### Data to examine ###

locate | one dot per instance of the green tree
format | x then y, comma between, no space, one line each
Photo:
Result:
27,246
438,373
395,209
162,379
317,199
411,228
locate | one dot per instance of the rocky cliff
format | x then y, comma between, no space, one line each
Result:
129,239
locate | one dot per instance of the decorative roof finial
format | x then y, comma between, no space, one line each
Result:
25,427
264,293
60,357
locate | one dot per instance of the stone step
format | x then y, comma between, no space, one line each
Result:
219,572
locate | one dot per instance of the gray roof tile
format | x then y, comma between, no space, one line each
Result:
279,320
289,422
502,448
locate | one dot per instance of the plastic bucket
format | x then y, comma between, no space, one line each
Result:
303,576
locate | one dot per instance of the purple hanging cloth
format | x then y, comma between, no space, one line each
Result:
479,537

###
### Data to examine ###

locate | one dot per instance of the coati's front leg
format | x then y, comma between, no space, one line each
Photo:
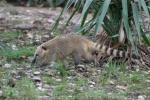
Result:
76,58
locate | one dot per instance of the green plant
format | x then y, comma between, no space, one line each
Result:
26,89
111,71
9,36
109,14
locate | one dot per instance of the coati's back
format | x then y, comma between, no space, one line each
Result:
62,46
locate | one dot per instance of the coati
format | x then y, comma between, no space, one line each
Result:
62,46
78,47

###

Task to complete: Using the data above, work out how many lines include the word "coati" and give only that number.

Task result: 3